▶ Ketentuan Latihan:
• a. Salin dari teks tentang Baileo bagian mulai "Dalam pemahaman rasional" sampai "atau tidak dipanggil.".
• b. Menurut teks tentang Baileo, setinggi apa dinding luar bangunan tersebut?

▶ Cuplikan Teks:
━━━━━━
Dalam pemahaman rasional Baileo terlihat hanya sebuah bangunan
yang bentuknya dibuat indah, dengan pernik-pernik hiasan pada dinding dan tiang
bernilai artistik. Tidak ada pembagian ruang atau sekat, sehingga sirkulasi
udara ruang berlangsung tanpa hambatan. Dinding luar bangunan yang rendah tidak
lebih dari 1(satu)meter cukup untuk menghalangi air hujan yang jatuh mengenai
ruangan. Lantai panggung yang tinggi terhindar dari hempasan debu tanah yang
bisa masuk mengotori lantai.
Tidak seperti itu yang dipahami dan diyakini oleh masyarakat adat,
sebab Baileu adalah bagian dari jiwa pribadi-pribadi orang-orang tercinta yang
telah mendahului menemui ajal atau kematian. Dalam mitologi Alifuru, jasad
boleh tidak lagi tampak, tetapi roh para leluhur dan nenek moyang, akan selalu
hadir disaat-saat dibutuhkan. Dipanggil atau tidak dipanggil.
━━━━━━
▶ Data untuk Analisis:
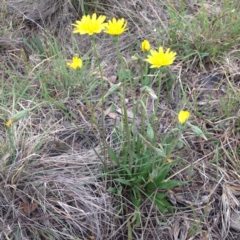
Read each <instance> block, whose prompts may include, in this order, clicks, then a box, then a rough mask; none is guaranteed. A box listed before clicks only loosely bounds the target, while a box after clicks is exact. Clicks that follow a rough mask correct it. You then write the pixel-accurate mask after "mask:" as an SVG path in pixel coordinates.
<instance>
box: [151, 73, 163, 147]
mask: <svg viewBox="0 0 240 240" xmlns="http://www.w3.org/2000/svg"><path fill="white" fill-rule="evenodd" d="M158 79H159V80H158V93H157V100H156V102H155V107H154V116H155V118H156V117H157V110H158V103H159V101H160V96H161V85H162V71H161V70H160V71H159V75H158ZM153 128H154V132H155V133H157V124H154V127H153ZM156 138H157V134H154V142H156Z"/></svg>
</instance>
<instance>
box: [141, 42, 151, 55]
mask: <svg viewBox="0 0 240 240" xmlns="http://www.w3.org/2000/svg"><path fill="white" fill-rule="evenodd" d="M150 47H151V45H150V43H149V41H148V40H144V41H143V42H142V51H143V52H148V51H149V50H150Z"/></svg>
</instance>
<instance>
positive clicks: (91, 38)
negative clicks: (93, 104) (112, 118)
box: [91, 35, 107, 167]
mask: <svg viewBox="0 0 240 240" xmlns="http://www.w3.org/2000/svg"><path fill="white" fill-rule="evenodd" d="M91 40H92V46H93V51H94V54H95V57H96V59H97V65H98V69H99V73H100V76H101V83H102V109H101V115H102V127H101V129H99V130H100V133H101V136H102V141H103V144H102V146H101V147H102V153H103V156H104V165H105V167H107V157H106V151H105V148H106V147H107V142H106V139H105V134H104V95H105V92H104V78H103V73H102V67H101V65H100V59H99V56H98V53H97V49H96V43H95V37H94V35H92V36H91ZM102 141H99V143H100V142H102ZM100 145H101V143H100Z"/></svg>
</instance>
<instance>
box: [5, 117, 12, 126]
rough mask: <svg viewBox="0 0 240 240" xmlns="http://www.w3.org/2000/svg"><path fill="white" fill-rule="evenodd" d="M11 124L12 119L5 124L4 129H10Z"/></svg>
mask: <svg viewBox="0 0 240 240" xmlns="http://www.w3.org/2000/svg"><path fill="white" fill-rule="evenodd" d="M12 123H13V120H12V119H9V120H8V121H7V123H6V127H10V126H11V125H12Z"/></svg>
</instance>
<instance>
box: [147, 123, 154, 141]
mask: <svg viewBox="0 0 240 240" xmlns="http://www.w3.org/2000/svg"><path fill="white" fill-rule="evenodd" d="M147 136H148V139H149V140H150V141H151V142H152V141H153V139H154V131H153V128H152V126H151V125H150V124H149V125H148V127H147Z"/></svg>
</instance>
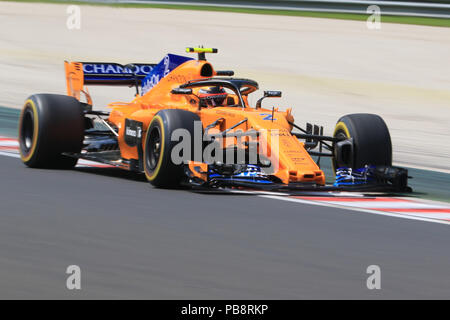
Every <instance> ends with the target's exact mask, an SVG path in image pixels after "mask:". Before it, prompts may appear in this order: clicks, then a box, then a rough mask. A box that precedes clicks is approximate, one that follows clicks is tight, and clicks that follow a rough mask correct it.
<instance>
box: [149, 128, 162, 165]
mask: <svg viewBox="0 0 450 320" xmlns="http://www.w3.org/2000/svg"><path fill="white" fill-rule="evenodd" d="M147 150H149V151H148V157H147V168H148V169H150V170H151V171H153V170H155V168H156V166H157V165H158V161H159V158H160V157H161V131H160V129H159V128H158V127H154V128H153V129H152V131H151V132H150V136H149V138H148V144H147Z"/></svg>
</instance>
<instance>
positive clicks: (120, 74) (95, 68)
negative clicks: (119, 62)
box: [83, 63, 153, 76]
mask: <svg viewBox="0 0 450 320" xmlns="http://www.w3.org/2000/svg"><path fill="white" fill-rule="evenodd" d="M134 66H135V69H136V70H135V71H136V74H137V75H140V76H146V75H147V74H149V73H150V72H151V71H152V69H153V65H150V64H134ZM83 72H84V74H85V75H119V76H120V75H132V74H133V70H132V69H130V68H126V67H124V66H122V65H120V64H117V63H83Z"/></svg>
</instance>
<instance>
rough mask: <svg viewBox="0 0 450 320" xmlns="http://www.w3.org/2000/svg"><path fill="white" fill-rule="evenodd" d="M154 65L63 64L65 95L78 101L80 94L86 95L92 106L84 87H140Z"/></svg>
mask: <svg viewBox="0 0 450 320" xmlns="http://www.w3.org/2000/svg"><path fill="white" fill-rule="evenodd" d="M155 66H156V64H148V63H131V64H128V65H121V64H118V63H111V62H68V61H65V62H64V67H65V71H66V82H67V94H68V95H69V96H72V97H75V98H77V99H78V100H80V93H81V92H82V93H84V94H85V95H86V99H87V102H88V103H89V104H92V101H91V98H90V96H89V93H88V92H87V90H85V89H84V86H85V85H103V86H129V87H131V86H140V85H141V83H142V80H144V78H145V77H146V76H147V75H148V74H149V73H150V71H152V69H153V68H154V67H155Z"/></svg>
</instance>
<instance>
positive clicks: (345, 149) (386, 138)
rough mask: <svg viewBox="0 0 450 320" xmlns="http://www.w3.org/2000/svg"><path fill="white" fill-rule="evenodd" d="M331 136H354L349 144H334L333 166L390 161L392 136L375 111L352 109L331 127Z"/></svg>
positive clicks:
━━━━━━
▶ Jawaban yang Diharapkan:
• a.
Dalam pemahaman rasional Baileo terlihat hanya sebuah bangunan
yang bentuknya dibuat indah, dengan pernik-pernik hiasan pada dinding dan tiang
bernilai artistik. Tidak ada pembagian ruang atau sekat, sehingga sirkulasi
udara ruang berlangsung tanpa hambatan. Dinding luar bangunan yang rendah tidak
lebih dari 1(satu)meter cukup untuk menghalangi air hujan yang jatuh mengenai
ruangan. Lantai panggung yang tinggi terhindar dari hempasan debu tanah yang
bisa masuk mengotori lantai.
Tidak seperti itu yang dipahami dan diyakini oleh masyarakat adat,
sebab Baileu adalah bagian dari jiwa pribadi-pribadi orang-orang tercinta yang
telah mendahului menemui ajal atau kematian. Dalam mitologi Alifuru, jasad
boleh tidak lagi tampak, tetapi roh para leluhur dan nenek moyang, akan selalu
hadir disaat-saat dibutuhkan. Dipanggil atau tidak dipanggil.

• b. Tidak lebih dari satu meter.